> Excerpted text:
A number of clouds that hovered over the markets last year have
been removed, eliminating the uncertainty that hampered deal making.
The mega-merger is back.
For the corporate takeover business, the past half-decade was a fallow period. Deal makers and chief executives, brought low by the global financial crisis, lacked the confidence to make the audacious multibillion-dollar acquisitions that had defined previous market booms.
Cycles turn, however, and in the opening weeks of 2013, merger activity has suddenly roared back to life. On Thursday, Berkshire Hathaway, the conglomerate run by Warren E. Buffett, said it had teamed up with Brazilian investors to buy the ketchup maker H.J. Heinz for about $23 billion. The same day, American Airlines and US Airways agreed to merge in a deal valued at $11 billion.
Those transactions were announced a week after announcement of a planned $24 billion buyout of the computer company Dell by its founder, Michael S. Dell, and private equity backers. And Liberty Global, the company controlled by the billionaire media magnate John C. Malone, struck a $16 billion deal to buy the British cable business Virgin Media.
"Since the crisis, one by one, the stars came into alignment, and it was only a matter of time before you had a week like we just had," said James B. Lee Jr., the vice chairman of JPMorgan Chase.
Still, bankers and lawyers remain circumspect, warning that it is still too early to declare a mergers-and-acquisitions boom like those during the junk bond craze of 1989, the dot-com bubble of 1999 and the leveraged buyout bonanza of 2007. They also say that it is important to pay heed to the excesses that developed during these moments of merger mania, all of which ended badly.
A confluence of factors has driven the recent deals. Most visibly, the stock market has been on a tear, with the Standard & Poor's 500-stock index in the past week briefly hitting its highest levels since November 2007. Higher share prices have buoyed the confidence of chief executives, who now, instead of retrenching, are looking for ways to expand their businesses.

> Source data:
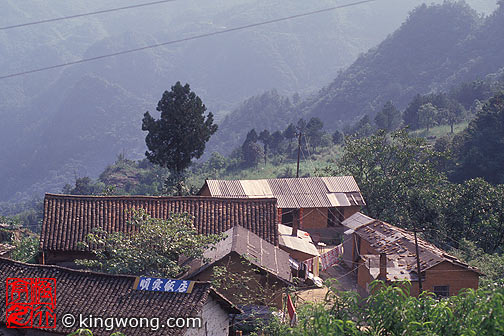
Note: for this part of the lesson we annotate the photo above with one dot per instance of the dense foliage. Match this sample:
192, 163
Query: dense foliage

> Given request 1: In the article on the return of big mergers, update the passage starting with "A number of" and going on through "mega-merger is back.", replacing "mega-merger" with "megadeal".
> Given request 2: Go on with the article about the revival of large corporate mergers, picking up after its final sentence.

> Written response 1:
A number of clouds that hovered over the markets last year have
been removed, eliminating the uncertainty that hampered deal making.
The megadeal is back.

> Written response 2:
A number of clouds that hovered over the markets last year have also been removed, eliminating the uncertainty that hampered deal making. Mergers and acquisitions activity in 2012 remained tepid, as companies took a wait-and-see approach to the outcome of the presidential election and negotiations over planned automatic tax increases and spending cuts. The problems in Europe, which began in earnest in 2011, shut down a lot of potential transactions, but the region has since stabilized.
"When we talk to our corporate clients as well as the bankers, we keep hearing them talk about increased confidence," said John A. Bick, a partner at the law firm Davis Polk & Wardwell, who advised Heinz on its acquisition by Mr. Buffett and his partners.
Mr. Bick said that big mergers had a psychological component, meaning once transactions start happening, chief executives do not want to be left behind. "In the same way that success breeds success, deals breed more deals," he said.
A central reason for the return of big transactions is the mountain of cash on corporate balance sheets. After the financial crisis, companies hunkered down, laying off employees and cutting costs. As a result, they generated savings. Today, corporations in the S.&P. 500 are sitting on more than $1 trillion in cash. With interest rates near zero, that money is earning very little in bank accounts, so executives are looking to put it to work by acquiring businesses.
The private equity deal-making machine is also revving up again. The world's largest buyout firms have hundreds of billions of dollars of "dry powder" -- money allotted to deals in Wall Street parlance -- and they are on the hunt. The proposed leveraged buyout of Dell, led by Mr. Dell and the investment firm Silver Lake Partners, was the largest private equity transaction since July 2007, when the Blackstone Group acquired the hotel chain Hilton Worldwide for $26 billion, just as the credit markets were seizing up.
But perhaps the single biggest factor driving the return of corporate takeovers is the banking system's renewed health. Corporations often rely on bank loans for financing acquisitions, and the ability of private equity firms to strike multibillion- dollar transactions depends on the willingness of banks to lend them money.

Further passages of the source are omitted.